**TEXTAUSZUG**
Biosprit: Nicht mehr als fünf Prozent

Die EU-Kommission legt neue Regeln für Biosprit vor – und verärgert die Agrarindustrie. Kein Wunder, denn auch die Wettbewerbshüter selbst sind nicht restlos überzeugt.

So zurückhaltend schlägt die EU-Kommission selten neue Gesetze vor: Die Vorschläge seien „nicht perfekt“, sagten sowohl EU-Energiekommissar Günther Oettinger als auch seine für den Klimaschutz zuständige Kollegin Connie Hedegaard angesichts der Kritik von Umweltschützern wie Industrievertretern, als sie am Mittwoch die künftigen Regeln für die Produktion von Biosprit bis zum Jahr 2020 präsentierten. Dann sollen zehn Prozent der Energie im Verkehrssektor aus nachhaltiger Quelle stammen.

Das ist bei der bisherigen Produktion von Biosprit nicht der Fall. „Manche Biospritsorten sind genauso schlecht oder sogar noch schlechter als die fossilen Kraftstoffe, die sie ersetzen“, sagte Hedegaard zu den neuen wissenschaftlichen Erkenntnissen. Künftig fließt deshalb auch die sogenannte indirekte Landnutzung für die vermeintlich ökologischen Kraftstoffe in die Berechnung mit ein. Damit ist gemeint, dass auch die Rodung von Regenwaldflächen für die Nahrungsmittelproduktion darauf zurückzuführen sein kann, dass für den verstärkten Anbau von Biosprit woanders Lebensmittelflächen weichen mussten. Entsprechend schlecht ist dann die Klimabilanz.

Künftig wird, wenn die EU-Regierungen und das Europaparlament zustimmen, der Anteil der Kraftstoffe aus Nahrungsmitteln wie Weizen, Raps oder Mais bei etwa fünf Prozent des Verbrauchs im Verkehrssektor gedeckelt. Die genaue Zahl hängt auch davon ab, wie hoch der aktuelle Wert ist, da die bestehende Produktion nicht angetastet werden soll. „Wer bisher im Markt tätig ist, kann das auch weiter tun“, sagte Oettinger. Im Jahr 2010 beträgt der Anteil seinen Experten zufolge 4,7 Prozent. In der Begründung werden das Parlament und die Regierungen jedoch ausdrücklich darauf hingewiesen, dass auch das vergangene Jahr als Berechnungsgrundlage dienen könnte. Das würde dazu führen, dass etwas über fünf Prozent Biokraftstoffe der ersten Generation dem Klimaschutz angerechnet würden– ein kleines Zugeständnis gegenüber den Bauernverbänden und der Agrarindustrie.

**DATEN**
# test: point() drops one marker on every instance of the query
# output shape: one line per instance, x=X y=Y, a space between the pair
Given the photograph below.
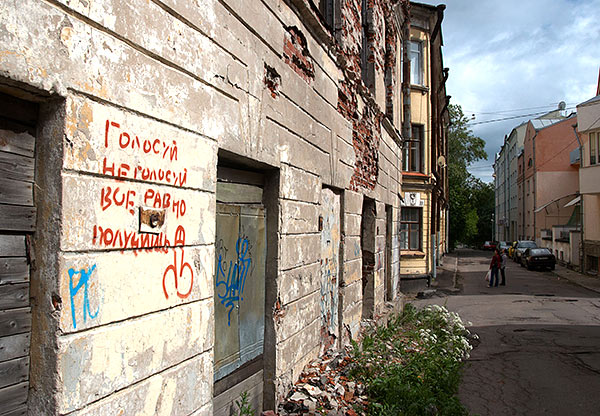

**AUFGABENSTELLUNG**
Gib aus dem Text über Biosprit die Passage wortgetreu aus, die mit den Worten „Die EU-Kommission legt“ beginnt und nach „nachhaltiger Quelle stammen.“ endet. Die Daten spielen hierfür keine Rolle.

**LÖSUNG**
Die EU-Kommission legt neue Regeln für Biosprit vor – und verärgert die Agrarindustrie. Kein Wunder, denn auch die Wettbewerbshüter selbst sind nicht restlos überzeugt.

So zurückhaltend schlägt die EU-Kommission selten neue Gesetze vor: Die Vorschläge seien „nicht perfekt“, sagten sowohl EU-Energiekommissar Günther Oettinger als auch seine für den Klimaschutz zuständige Kollegin Connie Hedegaard angesichts der Kritik von Umweltschützern wie Industrievertretern, als sie am Mittwoch die künftigen Regeln für die Produktion von Biosprit bis zum Jahr 2020 präsentierten. Dann sollen zehn Prozent der Energie im Verkehrssektor aus nachhaltiger Quelle stammen.